[Your goal]
Copy out the rows below, substituting "coarse mask" for each occurrence of "rough mask" and leaving everything else unchanged.

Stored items
***

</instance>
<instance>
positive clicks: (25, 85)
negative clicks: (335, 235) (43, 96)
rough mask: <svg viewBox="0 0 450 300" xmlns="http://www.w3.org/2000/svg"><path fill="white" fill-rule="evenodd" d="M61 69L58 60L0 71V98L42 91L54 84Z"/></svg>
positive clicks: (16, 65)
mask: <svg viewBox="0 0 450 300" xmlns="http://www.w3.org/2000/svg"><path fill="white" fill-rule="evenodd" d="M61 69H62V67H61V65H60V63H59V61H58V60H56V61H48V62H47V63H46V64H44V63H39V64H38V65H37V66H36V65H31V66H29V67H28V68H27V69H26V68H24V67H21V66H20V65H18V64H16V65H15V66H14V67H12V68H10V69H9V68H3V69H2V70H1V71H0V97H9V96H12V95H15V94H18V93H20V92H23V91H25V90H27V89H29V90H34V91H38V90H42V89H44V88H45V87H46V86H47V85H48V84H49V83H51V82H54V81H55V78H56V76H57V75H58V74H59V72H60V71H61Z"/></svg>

***

[Response]
</instance>
<instance>
positive clicks: (25, 85)
negative clicks: (335, 235) (43, 96)
coarse mask: <svg viewBox="0 0 450 300" xmlns="http://www.w3.org/2000/svg"><path fill="white" fill-rule="evenodd" d="M61 69L58 60L0 71V98L42 91L54 84Z"/></svg>
positive clicks: (16, 65)
mask: <svg viewBox="0 0 450 300" xmlns="http://www.w3.org/2000/svg"><path fill="white" fill-rule="evenodd" d="M61 69H62V67H61V65H60V63H59V61H58V60H56V61H48V62H47V63H46V64H44V63H39V64H38V65H37V66H36V65H31V66H29V67H28V68H27V69H26V68H24V67H21V66H20V65H18V64H16V65H15V66H14V67H12V68H10V69H9V68H3V69H2V70H1V71H0V97H9V96H12V95H15V94H18V93H20V92H23V91H25V90H27V89H29V90H34V91H38V90H42V89H44V88H45V87H46V86H47V85H48V84H49V83H51V82H54V81H55V78H56V76H57V75H58V74H59V72H60V71H61Z"/></svg>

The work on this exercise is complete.